** Stored data entries **
- - -
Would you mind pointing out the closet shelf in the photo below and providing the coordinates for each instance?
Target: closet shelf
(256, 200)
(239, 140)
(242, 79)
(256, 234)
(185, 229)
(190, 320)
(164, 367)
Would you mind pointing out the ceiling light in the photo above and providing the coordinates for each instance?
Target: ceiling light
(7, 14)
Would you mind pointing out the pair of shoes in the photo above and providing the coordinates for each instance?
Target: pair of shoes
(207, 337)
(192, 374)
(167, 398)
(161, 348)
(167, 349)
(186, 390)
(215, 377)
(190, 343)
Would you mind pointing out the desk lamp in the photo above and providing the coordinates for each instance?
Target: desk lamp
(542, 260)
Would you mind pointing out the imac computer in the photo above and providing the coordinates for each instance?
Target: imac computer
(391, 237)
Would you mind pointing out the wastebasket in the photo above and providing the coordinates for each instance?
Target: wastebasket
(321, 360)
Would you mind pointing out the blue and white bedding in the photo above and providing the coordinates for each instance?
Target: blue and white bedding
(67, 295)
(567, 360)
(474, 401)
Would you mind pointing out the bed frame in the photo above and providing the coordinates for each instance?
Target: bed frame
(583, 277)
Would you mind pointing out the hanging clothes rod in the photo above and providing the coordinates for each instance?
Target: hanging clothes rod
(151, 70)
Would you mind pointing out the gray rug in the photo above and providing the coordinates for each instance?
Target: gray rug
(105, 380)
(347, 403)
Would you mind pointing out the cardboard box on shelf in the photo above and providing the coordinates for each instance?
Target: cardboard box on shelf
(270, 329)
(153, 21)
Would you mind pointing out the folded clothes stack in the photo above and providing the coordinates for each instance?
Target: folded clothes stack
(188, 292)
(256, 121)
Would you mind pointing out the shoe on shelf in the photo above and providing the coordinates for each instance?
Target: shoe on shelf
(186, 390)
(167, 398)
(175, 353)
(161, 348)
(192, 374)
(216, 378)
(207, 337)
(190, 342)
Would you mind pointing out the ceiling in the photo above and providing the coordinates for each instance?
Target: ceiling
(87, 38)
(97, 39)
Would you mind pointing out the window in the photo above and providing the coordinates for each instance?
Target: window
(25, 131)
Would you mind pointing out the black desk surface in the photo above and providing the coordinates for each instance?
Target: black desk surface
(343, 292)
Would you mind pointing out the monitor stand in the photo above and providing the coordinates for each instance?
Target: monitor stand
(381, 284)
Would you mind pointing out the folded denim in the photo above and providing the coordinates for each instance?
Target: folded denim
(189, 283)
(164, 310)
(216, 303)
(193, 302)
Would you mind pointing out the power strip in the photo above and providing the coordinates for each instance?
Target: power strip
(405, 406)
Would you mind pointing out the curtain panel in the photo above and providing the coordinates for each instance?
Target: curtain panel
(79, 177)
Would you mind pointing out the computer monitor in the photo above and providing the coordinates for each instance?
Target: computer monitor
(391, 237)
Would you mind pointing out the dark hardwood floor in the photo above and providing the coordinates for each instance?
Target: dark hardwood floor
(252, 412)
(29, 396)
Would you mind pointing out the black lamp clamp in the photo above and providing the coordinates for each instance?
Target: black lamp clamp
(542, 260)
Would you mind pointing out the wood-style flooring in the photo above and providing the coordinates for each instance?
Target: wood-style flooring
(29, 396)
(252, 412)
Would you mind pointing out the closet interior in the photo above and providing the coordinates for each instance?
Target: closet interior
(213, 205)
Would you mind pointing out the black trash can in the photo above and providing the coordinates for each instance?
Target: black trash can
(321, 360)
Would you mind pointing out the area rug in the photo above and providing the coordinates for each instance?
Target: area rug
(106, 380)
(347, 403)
- - -
** Assignment **
Which lines run from the one containing "Target: black trash can" to the end of the entries above? Quote exactly those, and only those.

** Response box **
Target: black trash can
(321, 360)
Would you mind pointing out the area rug in the photo above and providing the coordinates for each instance?
Target: area rug
(106, 380)
(347, 403)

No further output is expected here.